## Supplied information
▶
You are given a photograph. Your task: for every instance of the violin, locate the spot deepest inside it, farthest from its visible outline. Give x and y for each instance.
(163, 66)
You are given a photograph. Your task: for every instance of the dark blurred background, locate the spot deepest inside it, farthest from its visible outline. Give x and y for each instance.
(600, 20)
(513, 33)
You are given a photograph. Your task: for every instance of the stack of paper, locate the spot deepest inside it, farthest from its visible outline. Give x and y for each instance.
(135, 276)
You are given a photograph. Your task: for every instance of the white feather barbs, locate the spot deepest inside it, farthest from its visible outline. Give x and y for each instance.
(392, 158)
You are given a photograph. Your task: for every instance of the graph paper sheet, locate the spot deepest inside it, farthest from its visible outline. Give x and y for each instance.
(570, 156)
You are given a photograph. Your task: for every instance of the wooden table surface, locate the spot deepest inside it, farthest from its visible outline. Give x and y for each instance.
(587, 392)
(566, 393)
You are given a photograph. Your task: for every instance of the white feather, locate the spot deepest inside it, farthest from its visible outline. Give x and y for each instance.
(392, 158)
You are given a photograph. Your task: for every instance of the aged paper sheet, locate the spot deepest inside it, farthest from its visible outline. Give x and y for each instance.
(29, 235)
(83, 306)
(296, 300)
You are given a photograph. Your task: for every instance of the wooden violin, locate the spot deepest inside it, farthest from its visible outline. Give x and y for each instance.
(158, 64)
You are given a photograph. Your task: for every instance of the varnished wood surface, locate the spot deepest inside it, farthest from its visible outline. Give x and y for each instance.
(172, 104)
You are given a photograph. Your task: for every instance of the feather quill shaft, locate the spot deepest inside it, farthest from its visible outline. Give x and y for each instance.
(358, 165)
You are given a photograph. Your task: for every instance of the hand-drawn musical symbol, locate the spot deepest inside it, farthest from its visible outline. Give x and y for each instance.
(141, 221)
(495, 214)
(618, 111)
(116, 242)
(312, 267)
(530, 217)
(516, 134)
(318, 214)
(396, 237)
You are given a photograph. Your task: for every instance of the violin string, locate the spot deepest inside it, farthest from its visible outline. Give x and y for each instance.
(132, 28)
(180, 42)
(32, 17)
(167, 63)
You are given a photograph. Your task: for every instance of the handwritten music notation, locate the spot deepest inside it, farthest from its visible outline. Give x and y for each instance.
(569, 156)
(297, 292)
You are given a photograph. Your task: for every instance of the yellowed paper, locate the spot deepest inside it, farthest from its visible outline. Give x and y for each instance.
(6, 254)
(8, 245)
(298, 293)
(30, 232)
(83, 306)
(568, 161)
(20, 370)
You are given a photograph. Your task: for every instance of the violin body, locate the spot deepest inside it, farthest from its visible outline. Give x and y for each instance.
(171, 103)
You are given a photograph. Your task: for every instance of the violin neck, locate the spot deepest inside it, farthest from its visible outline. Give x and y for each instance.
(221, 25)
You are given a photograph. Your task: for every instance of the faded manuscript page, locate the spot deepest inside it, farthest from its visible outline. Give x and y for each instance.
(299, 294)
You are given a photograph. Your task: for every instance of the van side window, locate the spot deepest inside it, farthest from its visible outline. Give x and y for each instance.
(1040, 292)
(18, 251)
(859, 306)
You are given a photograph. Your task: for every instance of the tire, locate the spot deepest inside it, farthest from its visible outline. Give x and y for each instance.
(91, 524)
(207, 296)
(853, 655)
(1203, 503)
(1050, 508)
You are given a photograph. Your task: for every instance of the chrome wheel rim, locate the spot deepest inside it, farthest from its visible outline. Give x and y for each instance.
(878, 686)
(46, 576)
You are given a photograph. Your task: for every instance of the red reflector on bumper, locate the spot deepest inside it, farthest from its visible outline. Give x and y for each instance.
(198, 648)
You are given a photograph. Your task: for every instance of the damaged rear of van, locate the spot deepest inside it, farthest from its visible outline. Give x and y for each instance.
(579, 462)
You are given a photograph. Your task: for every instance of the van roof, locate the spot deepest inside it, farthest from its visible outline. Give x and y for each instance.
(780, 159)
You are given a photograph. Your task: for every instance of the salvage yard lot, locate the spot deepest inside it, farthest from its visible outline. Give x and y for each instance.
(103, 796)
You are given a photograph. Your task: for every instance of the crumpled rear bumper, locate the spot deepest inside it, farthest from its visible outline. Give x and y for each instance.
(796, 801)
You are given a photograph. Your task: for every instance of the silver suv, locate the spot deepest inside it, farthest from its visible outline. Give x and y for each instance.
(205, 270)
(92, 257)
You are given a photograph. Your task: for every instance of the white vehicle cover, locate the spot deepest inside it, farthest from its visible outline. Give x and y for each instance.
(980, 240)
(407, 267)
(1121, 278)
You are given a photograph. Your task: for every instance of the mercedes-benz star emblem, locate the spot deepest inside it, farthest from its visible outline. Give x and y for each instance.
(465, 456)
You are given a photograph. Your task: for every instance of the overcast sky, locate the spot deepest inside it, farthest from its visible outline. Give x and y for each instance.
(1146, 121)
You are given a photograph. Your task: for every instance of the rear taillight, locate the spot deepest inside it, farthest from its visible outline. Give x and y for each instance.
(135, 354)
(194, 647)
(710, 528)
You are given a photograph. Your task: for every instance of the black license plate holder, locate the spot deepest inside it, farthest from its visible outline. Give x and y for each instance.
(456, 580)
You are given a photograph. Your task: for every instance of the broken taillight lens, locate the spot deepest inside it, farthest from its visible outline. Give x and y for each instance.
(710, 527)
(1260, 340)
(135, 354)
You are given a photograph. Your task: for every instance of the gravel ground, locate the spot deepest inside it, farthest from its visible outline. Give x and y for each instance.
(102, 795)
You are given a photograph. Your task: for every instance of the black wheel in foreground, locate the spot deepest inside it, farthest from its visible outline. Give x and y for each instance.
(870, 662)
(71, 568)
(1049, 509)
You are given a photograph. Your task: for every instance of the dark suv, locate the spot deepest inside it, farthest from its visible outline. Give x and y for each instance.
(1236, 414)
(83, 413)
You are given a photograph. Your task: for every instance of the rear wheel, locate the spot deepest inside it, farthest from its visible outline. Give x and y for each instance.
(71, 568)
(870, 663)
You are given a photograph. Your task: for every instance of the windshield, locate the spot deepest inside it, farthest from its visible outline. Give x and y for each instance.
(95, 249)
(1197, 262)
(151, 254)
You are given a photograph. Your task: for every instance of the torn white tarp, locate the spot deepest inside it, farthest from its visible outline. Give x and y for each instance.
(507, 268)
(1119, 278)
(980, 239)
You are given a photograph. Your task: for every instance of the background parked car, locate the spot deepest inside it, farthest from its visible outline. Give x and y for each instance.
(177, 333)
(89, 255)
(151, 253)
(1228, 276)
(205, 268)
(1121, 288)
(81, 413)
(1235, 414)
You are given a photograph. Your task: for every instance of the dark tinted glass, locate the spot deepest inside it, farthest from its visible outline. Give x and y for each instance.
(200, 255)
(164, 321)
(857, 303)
◀
## To do
Rewrite all of the material above as a numbered list, leaving out any blank lines.

## The response
1. You are given a photograph. Your task: for every instance of the violin, locate the spot deepest inside it, farthest from its visible outline. Give x and y for each instance.
2. (163, 66)
3. You are given a photograph. Your task: for every instance of the dark blurred background, locate the spot deepest inside it, farthest from its visible outline. Give x and y for each instance.
4. (600, 20)
5. (513, 33)
6. You are given a photograph. Your task: for every instance of the stack of paper, locate the spot deepest inside it, farthest from its visible outline. Give x and y for each instance.
7. (135, 276)
8. You are given a photograph. Your task: for every instance of the white feather barbs, locate the spot deepest inside it, farthest from its visible outline. Give x and y for each instance.
9. (392, 158)
10. You are given a photograph. Your task: for every instance of the graph paper sheet, locate the spot deepest inside it, farthest from its visible outline. Give x and y for each instance.
11. (570, 156)
12. You are given a photograph. Your task: for every instance of the wooden table surface, locate the spot deepest inside it, farthest from its visible outline. Give x and y for each instance.
13. (587, 392)
14. (566, 393)
15. You are given a photograph. Your task: for every instance of the white feather, locate the spot deepest inside it, farthest from its visible outline. Give x and y for each instance.
16. (392, 158)
17. You are given a photograph. Your task: for every instance of the aged paper sheet, locate the spot deepest inside it, farthest from its visible outline. Give x and y for each instance.
18. (29, 235)
19. (83, 306)
20. (296, 300)
21. You are given a photograph. Your task: for every instance of the wooden violin, locate the spot deepest inside it, farthest from its visible outline. Give x and y for each instance.
22. (158, 64)
23. You are given a photograph. Your task: for every instance of the varnished wood surface, locate the spot deepest inside it, farthest from its visible outline. Give x and y for each instance.
24. (172, 104)
25. You are given a photograph. Your task: for every instance of the feather quill shaft, locate the spot deepest inside it, farthest from its visible outline. Give x and y for each instance.
26. (358, 165)
27. You are given a photograph. Your task: for every instance of the hand-drawn musical symbol, locate the spot deepest inside it, farthest from its visible outline. Give x and y for each instance.
28. (141, 221)
29. (495, 214)
30. (618, 111)
31. (116, 242)
32. (312, 267)
33. (530, 217)
34. (516, 134)
35. (318, 214)
36. (396, 237)
37. You are given a photograph. Your task: for every instance of the violin string, locate the spot deepest inside it, farthest from its visible outline. Give x and y for each instance.
38. (132, 28)
39. (180, 42)
40. (32, 17)
41. (167, 63)
42. You are given a photograph. Your task: for every instance of the handwritten music notation, locate the spot deepest inside it, farthest from its visible outline. Give x and y for each instance.
43. (569, 156)
44. (297, 292)
45. You are given a photograph. Your task: for every instance of the yellowed paper, locate the spot deepest inside it, farthest from its visible outline. Give x and y for each instance.
46. (6, 254)
47. (8, 245)
48. (298, 293)
49. (30, 232)
50. (83, 306)
51. (568, 161)
52. (20, 370)
53. You are given a photograph. Your task: for every instance of the violin body, locate the spot deepest inside it, farthest from its visible outline. Give x and y for each instance.
54. (171, 103)
55. You are given a photograph. Your task: for every instance of the violin neck, locate the spot deepest inside it, farthest from its visible outline. Give x and y for each instance.
56. (221, 25)
57. You are given a photograph. Your task: for every instance of the faded manuscript page, locate the spot deepest inside it, farthest from its visible outline. Give x and y for each instance.
58. (299, 294)
59. You are given a photograph. Your task: for every instance of the van side window, locate the spot deepest inside it, farthest from its visible outline. Give x and y for each instance.
60. (1040, 292)
61. (18, 251)
62. (859, 306)
63. You are given a photograph. Your task: for every instance of the tire, locate the spot deepest inside it, farthest from its visible outline. Give x and y for each instance.
64. (91, 524)
65. (207, 296)
66. (853, 655)
67. (1203, 503)
68. (1050, 508)
69. You are given a photograph. Your task: for every instance of the chrome wheel rim, locate the spot deepest inside it, farthest from its visible outline. Give x and y for each instance.
70. (878, 686)
71. (46, 576)
72. You are given a photograph. Your task: for every instance of the red reflector on bumper, locate the spot deepest inside it, farthest from its visible outline. Give x and y for each instance.
73. (198, 648)
74. You are given a photograph. Your task: for every instance of the damaged rear of van, locate the spot deepest inside it, farthest from its visible outline. Give x and y for each instance.
75. (579, 462)
76. You are given a photograph. Your task: for every instance of the van roof, locate the spot deepest inside it, farthest from its visible outline. Give x and y for each instance.
77. (780, 159)
78. You are given a photograph. Your task: for every instance of the salvage yard lot, locate the spot deepest inside it, farthest from its visible outline. Give x and y for each instance.
79. (103, 796)
80. You are given a photograph. Your task: for every instance of the crumpled rear bumper, locate the spot deepest inside it, farthest from its visible outline. Give x and y for each instance.
81. (796, 801)
82. You are given a photograph. Your task: for every instance of the silver suv, locate the spot deepest inside it, farthest from its visible outline. Give x and y for each instance.
83. (205, 270)
84. (92, 257)
85. You are given a photograph. Your task: for every instance of the white vehicle cover, locate the spot deepest inside it, farthest from its visible outline. Give x and y for each instance.
86. (980, 240)
87. (407, 267)
88. (1121, 278)
89. You are given a photograph. Your task: for every instance of the mercedes-benz star emblem, locate the spot deepest inside it, farthest from its visible outline. Give x and y for each instance.
90. (465, 456)
91. You are given a photograph. Your task: for every instance of the overcast sky, locate the spot deepest inside it, farthest from its visible outline. Give x and y for each instance.
92. (1146, 121)
93. You are given a photograph. Your task: for every instance of the rear taillight, locate the spot deepest inside it, farthest from its visible outline. Give x and y for each instance.
94. (135, 354)
95. (194, 647)
96. (710, 528)
97. You are given a photograph. Your task: for every instance of the black license plate holder, locate the spot deepest inside it, farthest from its visible outline. Give x and y for each instance.
98. (456, 580)
99. You are given a photograph. Your task: for every instance of the broken taillight lens, locate the spot deepest inside it, farthest from its visible outline. Give x and y for each instance.
100. (710, 527)
101. (1260, 340)
102. (135, 354)
103. You are given a photograph. Your task: for every instance of the gravel ground, locate the spot deepest inside it, farthest from its visible outline. Give x and y for each instance.
104. (102, 795)
105. You are given a photograph. Your task: for every instance of the black wheel in foreground, locate the spot deepest inside it, farthest from its visible outline. Give x and y for each instance.
106. (870, 662)
107. (71, 568)
108. (1049, 509)
109. You are given a photograph. Your task: for every instance of the dark suv, locate the spot deepest inside it, farthest from its visible outline. Give x and y for each instance.
110. (1236, 414)
111. (83, 413)
112. You are given a photograph. Your task: for every instance of the rear wheel, locate the spot deepest inside it, farthest from its visible outline. Give x and y for each instance.
113. (71, 568)
114. (870, 663)
115. You are given a photograph. Your task: for every instance of the windshield, locate the spot deepest inside it, farthest from its visible outline. Give x and y for each instance.
116. (95, 249)
117. (1197, 262)
118. (151, 254)
119. You are given a photograph. Your task: for every instance of the torn white tarp, locate the spot deepest inside it, farthest from its visible outline. Give x and y for each instance.
120. (507, 268)
121. (1119, 278)
122. (980, 239)
123. You are given a photograph. Your task: for every instance of the background parked car, locate the spot deepest inside it, farthest from its visible outline. Give x and y for each instance.
124. (177, 333)
125. (89, 255)
126. (151, 253)
127. (1228, 276)
128. (205, 268)
129. (1121, 288)
130. (81, 413)
131. (1235, 414)
132. You are given a photograph. Your task: for every instance of the dark tinted glass, locate the spot deepest inside it, farthest from its visible outline. Give x and y for each instance.
133. (200, 255)
134. (164, 321)
135. (857, 303)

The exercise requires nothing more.